Leo Selvaggio thinks enough Americans are growing worried enough about the omnipresence of security cameras, ubiquitous personal recording devices and ever-more-precise face recognition software that they’re willing to wear a rubber prosthetic mask to conceal their actual identities, according to the technology website CNET.

That would make it impossible to be picked up and identified by a random street camera or caught in the background of a picture taken by a stranger then tagged on the Internet. It might keep them from landing in the authorities’ files too, if they’re part of any street demonstrations.

“We don’t believe you should be tracked just because you want to walk outside and you shouldn’t have to hide either. Instead, use one of our products to present an alternative identity when in public,” states the website for Selvaggio’s company URME (pronounced “you-are-me.”).

The “alternative identity” is Leo Selvaggio.

The company name comes from its product – the “Personal Surveillance Identity Prosthetic” is made from a 3D  scan of Selvaggio’s face. And it’s meant to be taken literally. In other words, if you’re wearing the mask, as far as face recognition software is concerned, you are Selvaggio.

Selvaggio  recently launched an Indiegogo crowdfunding page to get the capital to make his fake reality a reality.

“When you wear these devices the cameras will track me instead of you and your actions in public space will be attributed as mine because it will be me the cameras see,” Selvaggio says on the page.

“All URME devices have been tested for facial recognition and each properly identifies the wearer of me on Facebook, which has some of the most sophisticated facial recognition software around.”

There are snags. Wearing masks in public outside of special circumstances – parades, holidays and the like – is illegal in many states (a holdover from crackdowns on Ku Klux Klan activity) and there’s always the chance that one of Selvaggio’s customers might actually commit a crime he will be tagged for.

According to CNET, Selvaggio thinks it’s worth the risk if his project only heightens public discussion of the surveillance that surrounds us.

All products, he said, will be sold at cost. He said he’s not out to make a profit.

◆ Task list ◆
1/ In the article on the face-concealing mask, rewrite the stretch from "Leo Selvaggio thinks" through "technology website CNET.", substituting "surveillance cameras" for "security cameras".
2/ According to the article on the face-concealing mask, what is the "Personal Surveillance Identity Prosthetic" made from?

[Position annotation entries]
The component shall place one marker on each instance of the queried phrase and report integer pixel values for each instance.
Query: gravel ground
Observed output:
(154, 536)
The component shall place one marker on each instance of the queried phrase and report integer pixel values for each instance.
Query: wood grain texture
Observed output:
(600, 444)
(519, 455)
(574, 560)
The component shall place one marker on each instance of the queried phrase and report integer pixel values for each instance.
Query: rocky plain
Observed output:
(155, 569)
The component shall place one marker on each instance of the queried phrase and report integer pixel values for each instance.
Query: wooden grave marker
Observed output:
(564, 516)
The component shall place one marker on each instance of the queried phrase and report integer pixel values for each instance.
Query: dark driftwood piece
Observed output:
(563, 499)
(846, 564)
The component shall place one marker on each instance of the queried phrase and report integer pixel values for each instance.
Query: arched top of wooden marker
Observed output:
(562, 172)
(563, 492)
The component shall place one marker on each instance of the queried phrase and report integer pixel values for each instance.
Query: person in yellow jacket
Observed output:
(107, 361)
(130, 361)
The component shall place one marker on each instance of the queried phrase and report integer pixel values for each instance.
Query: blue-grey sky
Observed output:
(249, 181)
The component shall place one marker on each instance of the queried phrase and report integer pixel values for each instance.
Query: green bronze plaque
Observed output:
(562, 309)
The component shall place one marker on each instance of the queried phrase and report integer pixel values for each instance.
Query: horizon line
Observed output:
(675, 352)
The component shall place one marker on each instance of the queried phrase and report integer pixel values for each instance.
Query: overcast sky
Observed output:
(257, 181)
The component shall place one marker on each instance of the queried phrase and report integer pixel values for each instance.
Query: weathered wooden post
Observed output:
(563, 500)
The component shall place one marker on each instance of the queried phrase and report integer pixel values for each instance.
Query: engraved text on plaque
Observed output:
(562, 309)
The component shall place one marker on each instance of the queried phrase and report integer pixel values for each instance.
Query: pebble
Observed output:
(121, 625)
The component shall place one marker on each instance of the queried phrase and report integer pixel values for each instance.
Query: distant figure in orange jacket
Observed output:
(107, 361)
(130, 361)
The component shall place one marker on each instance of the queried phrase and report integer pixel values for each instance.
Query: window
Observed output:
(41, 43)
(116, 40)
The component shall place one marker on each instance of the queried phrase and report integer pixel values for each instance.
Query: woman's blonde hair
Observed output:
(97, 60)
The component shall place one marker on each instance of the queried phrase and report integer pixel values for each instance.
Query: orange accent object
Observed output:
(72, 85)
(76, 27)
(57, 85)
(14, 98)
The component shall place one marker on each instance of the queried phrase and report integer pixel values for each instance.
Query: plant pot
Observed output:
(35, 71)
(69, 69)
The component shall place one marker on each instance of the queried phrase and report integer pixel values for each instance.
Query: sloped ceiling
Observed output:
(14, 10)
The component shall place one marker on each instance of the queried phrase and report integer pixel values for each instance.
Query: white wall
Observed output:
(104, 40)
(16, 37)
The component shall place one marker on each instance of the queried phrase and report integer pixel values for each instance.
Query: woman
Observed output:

◆ Per-task outputs ◆
1/
Leo Selvaggio thinks enough Americans are growing worried enough about the omnipresence of surveillance cameras, ubiquitous personal recording devices and ever-more-precise face recognition software that they’re willing to wear a rubber prosthetic mask to conceal their actual identities, according to the technology website CNET.

2/ A 3D scan of Selvaggio's face.